■ Consigna ■
Según el fragmento sobre The History Boys, ¿en qué obra se basa la película?

──────── Fragmento citado

Por 22 de mayo de 2007 Sin comentarios

Marcelo Figueras

Hace unos días vi The History Boys, la película de Nicholas Hytner basada en la obra homónima de Alan Bennett. Su anécdota es simple, y a la vez engañosa: un grupo de estudiantes se gana la oportunidad de ingresar en las más prestigiosas universidades británicas, y en su preparación para el examen decisivo oscila entre apegarse a los conceptos creativos y por ende caprichosos del viejo profesor Héctor, o al approach utilitario –y por eso deshonesto, de ser necesario- del joven profesor Irwin. Digo que la anécdota es engañosa porque al describirla suena a película de Hollywood, articulando falsos enfrentamientos entre buenos y malos con catarsis garantizada sobre el final. Y The History Boys borra las líneas arbitrarias entre presuntos buenos y presuntos malos y al final nos abandona, sin habernos vendido nada más allá de la certeza de que necesitamos respuestas que exceden la duración de su metraje. En todo caso, lo que el film hace es convertirnos en un alumno más, sometiéndonos a la tormenta de ideas que tanto Héctor como Irwin desencadenan con sus rayos. Lo que saquemos del chubasco, si es que sacamos algo, será pura y exclusivamente resultado de nuestro mérito.

────────────────
──────── Datos registrados

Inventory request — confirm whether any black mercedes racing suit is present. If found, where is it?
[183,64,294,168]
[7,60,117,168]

────────────────

■ Solución del ejercicio ■
En la obra homónima de Alan Bennett.